→ **WORK TASK A**: In the text on how Hsp70 chaperones generate force, what name was given to the theory proposed in 2006?
→ **WORK TASK B**: Go on with the text about Hsp70 chaperones and protein translocation from where it stops.

→ **TEXT PASSAGE**:
*****
Using a cutting-edge nanopore technique, a team from the University of Geneva (UNIGE), in collaboration with EPFL, has made a significant breakthrough by determining how Hsp70s generate the force needed to manipulate the structure of their client proteins. These findings, which conclude a decade of debate, were published in Nature Communications.
To function correctly, proteins must fold into specific three-dimensional shapes. Chaperone proteins, such as Hsp70s, notably contribute to this folding process. To carry out these tasks, Hsp70s must forcefully manipulate protein structure, pulling them out of aggregates that spontaneously formed or passing them through narrow pores to direct them into key cellular compartments, such as mitochondria.
The team took advantage of nanopore technology to reproduce the in vivo configuration of protein translocation.
During the 1990s and early 2000s, the mechanism allowing Hsp70 chaperones to drive protein translocation was the subject of intense debate. Two main models were proposed based on different experiments, but no definitive answer was provided.
In 2006, a new theory, called Entropic Pulling, was proposed by Professor Paolo De Los Rios from EPFL and Professor Pierre Goloubinoff from the University of Lausanne (UNIL) and their collaborators. Entropic Pulling could explain all existing observations regarding protein translocation in mitochondria. It could also apply to other cellular functions of Hsp70, such as protein disaggregation.
*****
→ **DATASET EXCERPTS**:
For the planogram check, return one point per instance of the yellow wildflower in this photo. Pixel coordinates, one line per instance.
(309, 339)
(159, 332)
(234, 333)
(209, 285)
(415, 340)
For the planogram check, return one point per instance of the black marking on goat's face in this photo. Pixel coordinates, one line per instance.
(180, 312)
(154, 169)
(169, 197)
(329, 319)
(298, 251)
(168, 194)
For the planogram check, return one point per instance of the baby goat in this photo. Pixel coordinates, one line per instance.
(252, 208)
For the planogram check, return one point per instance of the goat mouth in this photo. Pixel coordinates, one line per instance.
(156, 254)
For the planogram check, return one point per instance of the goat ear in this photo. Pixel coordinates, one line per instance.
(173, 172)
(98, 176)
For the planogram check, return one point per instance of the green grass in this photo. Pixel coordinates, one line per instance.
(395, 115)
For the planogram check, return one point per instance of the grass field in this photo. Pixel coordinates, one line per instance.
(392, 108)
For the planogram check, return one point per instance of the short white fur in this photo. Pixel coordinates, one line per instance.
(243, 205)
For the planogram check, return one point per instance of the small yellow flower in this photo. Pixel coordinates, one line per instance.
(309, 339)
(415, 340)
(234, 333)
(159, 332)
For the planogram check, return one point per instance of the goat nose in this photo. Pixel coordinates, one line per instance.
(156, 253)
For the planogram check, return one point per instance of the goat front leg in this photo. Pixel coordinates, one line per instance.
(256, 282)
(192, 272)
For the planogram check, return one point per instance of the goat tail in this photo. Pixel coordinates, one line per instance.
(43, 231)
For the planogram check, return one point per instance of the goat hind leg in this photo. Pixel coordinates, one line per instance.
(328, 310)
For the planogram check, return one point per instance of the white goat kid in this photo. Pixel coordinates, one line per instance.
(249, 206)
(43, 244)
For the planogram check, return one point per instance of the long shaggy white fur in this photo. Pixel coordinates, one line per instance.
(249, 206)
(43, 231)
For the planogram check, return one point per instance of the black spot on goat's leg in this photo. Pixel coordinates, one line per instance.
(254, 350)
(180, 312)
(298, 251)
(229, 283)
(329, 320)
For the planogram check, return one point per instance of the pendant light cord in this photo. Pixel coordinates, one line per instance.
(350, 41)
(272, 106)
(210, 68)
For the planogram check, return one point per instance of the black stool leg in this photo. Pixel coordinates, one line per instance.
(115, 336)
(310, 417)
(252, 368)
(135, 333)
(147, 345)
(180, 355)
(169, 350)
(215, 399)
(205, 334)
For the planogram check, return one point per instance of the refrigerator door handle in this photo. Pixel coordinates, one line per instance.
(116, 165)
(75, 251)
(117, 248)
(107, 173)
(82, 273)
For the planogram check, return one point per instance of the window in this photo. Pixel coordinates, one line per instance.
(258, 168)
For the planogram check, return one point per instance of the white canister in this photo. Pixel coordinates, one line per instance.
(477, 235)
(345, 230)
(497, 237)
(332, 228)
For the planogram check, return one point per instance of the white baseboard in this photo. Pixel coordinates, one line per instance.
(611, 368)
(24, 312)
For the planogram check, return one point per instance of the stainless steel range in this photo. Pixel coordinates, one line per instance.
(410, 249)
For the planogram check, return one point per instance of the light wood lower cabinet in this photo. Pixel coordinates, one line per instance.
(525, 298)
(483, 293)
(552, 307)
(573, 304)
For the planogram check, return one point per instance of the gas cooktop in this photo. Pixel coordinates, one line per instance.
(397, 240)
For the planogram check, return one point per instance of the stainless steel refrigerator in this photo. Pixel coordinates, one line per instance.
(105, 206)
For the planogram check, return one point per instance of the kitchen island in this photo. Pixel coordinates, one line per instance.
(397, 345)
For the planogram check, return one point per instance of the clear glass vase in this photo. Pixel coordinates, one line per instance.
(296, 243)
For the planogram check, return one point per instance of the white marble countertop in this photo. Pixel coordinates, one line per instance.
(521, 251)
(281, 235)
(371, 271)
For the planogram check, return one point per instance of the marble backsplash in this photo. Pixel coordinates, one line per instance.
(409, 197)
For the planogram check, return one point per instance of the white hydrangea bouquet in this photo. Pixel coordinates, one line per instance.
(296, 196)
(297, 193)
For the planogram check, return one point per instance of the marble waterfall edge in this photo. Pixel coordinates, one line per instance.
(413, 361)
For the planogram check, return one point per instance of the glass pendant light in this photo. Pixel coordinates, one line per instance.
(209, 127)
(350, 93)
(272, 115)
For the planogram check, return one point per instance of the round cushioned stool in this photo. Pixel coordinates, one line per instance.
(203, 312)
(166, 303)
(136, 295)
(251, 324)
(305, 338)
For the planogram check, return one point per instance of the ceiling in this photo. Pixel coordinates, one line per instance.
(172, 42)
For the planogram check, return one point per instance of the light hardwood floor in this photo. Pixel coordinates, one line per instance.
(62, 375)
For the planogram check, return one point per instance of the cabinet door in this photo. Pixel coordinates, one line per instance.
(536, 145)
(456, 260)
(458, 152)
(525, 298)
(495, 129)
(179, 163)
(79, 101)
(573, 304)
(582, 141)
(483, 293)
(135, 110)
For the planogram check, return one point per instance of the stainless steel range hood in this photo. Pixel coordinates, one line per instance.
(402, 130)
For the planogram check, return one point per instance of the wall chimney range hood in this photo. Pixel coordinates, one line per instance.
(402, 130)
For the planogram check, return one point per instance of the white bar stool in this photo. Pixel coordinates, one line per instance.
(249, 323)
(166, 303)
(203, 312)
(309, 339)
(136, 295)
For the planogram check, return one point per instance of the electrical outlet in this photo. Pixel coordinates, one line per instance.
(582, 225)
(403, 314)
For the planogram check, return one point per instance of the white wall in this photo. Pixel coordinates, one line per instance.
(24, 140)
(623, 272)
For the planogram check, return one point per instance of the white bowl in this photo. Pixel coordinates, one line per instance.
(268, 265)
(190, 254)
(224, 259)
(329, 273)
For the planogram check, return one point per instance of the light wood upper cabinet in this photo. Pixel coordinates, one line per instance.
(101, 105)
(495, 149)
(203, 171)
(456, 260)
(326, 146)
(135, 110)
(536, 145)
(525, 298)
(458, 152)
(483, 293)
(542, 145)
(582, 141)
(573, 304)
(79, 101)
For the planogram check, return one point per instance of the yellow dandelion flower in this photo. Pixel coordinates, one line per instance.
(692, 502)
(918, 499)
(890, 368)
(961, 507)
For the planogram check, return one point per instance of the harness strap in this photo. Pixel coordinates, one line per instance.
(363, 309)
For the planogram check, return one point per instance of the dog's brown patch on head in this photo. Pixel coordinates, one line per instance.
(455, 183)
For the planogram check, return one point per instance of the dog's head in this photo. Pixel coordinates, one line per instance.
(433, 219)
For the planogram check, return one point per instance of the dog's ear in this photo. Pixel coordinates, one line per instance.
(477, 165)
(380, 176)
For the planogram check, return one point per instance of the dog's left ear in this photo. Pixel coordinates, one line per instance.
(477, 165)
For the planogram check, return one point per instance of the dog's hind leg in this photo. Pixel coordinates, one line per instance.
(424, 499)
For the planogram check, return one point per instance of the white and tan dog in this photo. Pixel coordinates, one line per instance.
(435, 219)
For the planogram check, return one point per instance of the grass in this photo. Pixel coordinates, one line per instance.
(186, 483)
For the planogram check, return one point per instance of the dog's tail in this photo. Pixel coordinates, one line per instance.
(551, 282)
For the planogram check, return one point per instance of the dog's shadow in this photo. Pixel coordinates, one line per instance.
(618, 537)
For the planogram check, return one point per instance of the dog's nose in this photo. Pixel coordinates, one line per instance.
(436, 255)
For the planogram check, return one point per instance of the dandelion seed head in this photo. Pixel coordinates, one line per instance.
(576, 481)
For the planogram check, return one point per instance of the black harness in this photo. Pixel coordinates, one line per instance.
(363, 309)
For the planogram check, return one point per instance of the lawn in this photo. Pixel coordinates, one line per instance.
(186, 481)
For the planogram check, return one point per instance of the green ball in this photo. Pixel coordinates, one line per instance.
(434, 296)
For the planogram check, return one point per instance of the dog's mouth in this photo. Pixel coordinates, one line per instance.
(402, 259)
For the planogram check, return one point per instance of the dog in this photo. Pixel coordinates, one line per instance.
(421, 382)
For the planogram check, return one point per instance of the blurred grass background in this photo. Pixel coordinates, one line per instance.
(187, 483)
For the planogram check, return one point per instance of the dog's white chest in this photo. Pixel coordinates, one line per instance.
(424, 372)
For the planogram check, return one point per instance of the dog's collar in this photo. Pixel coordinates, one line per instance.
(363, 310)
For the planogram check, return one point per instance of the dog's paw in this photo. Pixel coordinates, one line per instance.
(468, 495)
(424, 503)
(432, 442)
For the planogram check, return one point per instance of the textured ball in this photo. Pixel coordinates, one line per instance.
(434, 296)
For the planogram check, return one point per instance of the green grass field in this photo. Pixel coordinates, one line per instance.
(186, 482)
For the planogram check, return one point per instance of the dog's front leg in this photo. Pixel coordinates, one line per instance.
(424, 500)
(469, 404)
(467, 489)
*****
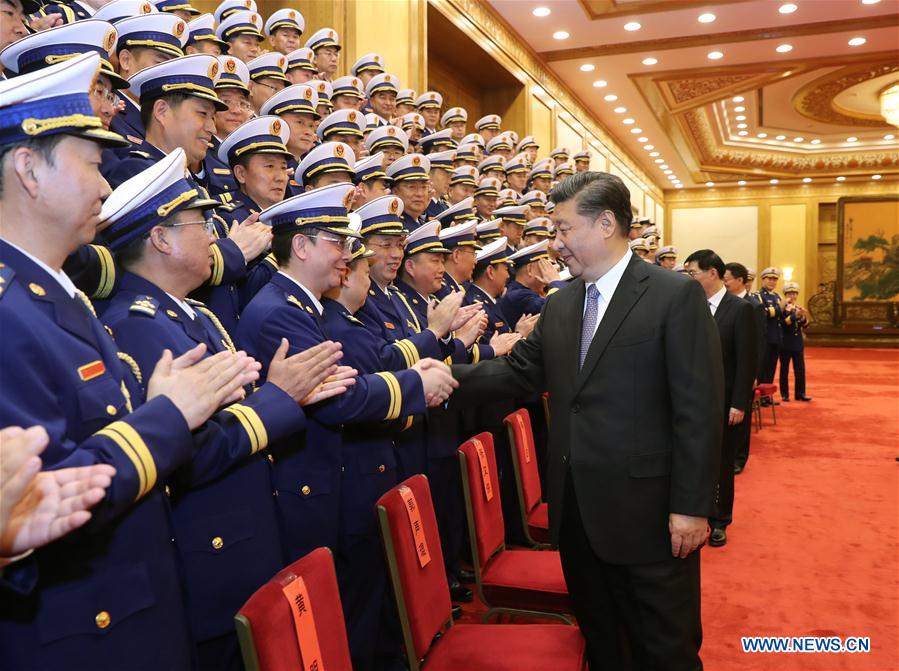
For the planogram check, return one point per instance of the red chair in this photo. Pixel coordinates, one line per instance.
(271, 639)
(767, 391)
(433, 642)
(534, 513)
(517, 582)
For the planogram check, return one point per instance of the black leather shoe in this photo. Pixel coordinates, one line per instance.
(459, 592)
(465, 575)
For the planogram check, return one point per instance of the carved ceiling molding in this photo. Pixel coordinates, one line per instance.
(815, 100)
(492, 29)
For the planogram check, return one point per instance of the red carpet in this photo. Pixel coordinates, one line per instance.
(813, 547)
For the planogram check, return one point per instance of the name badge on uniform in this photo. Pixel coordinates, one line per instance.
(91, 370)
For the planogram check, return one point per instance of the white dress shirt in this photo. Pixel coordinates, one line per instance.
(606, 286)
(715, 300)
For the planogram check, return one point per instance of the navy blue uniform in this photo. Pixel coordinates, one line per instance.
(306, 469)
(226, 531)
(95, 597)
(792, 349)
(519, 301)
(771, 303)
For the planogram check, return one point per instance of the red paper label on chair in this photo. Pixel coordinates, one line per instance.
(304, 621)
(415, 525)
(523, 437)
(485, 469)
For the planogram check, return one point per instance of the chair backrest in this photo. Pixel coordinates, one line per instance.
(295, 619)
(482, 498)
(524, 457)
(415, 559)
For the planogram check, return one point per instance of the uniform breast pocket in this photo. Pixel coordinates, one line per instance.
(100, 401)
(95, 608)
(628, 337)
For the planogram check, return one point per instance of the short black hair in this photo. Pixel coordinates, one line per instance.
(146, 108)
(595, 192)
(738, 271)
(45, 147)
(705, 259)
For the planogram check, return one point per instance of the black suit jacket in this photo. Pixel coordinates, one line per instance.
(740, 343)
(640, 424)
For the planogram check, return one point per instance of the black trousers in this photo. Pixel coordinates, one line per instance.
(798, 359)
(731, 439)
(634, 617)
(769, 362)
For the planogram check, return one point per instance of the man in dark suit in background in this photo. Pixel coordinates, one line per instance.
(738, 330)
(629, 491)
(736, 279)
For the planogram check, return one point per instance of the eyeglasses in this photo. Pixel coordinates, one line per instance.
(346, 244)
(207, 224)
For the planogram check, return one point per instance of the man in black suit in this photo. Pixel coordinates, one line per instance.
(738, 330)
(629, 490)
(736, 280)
*****
→ **WRITTEN REPLY A**: Entropic Pulling.

→ **WRITTEN REPLY B**:
Experimental evidence
Over the years, this theory has helped interpret an increasing number of results but had remained without direct experimental confirmation. The group led by Chan Cao, assistant professor in the Department of Analytical and Inorganic Chemistry at the Faculty of Science at UNIGE, specializes in single-molecule bioanalysis, particularly nanopore detection.
This approach consists of reading the ionic current response when a molecule passes through a nanometer-scale pore. The pore can be made of a biological protein embedded in a lipid membrane or in a fabricated solid-state material. The development of nanopore technology aims to create high-resolution sensors for the detection of target molecules in complex matrices and for polymer sequencing.
In this recent work, the team took advantage of nanopore technology to reproduce the in vivo configuration of protein translocation. Professor Chan Cao explains: “Our results provide clear evidence of the entropic pulling mechanism of Hsp70 chaperones, ruling out the two other previously proposed models, namely the Power Stroke and Brownian Ratchet models.”
A powerful force at the molecular level
In the Entropic Pulling mechanism, the chaperone protein, by pulling on the target protein, increases its movement possibilities, thus generating a so-called entropic force. Verena Rukes, doctorate student and lead author of the study, explains: “Our analysis estimated the entropic pulling force to be about 46 pN across a distance of 1 nm, indicating a remarkably strong force at the molecular level.”
Paolo De Los Rios, from the Institute of Physics and the Institute of Bioengineering at EPFL, adds: “The theory we proposed in 2006 accounted for most of the physics of the system comprising Hsp70, the translocating protein, and the translocation pore, but it remained a theory, even if it indirectly matched most observations.
Thanks to the outstanding work of Professor Chan Cao and her team, we now have direct evidence of this theory and, most importantly, a quantitative estimate of its force. It turns out to be remarkably high, which explains why Hsp70s are so effective at modifying the structure of their target proteins.”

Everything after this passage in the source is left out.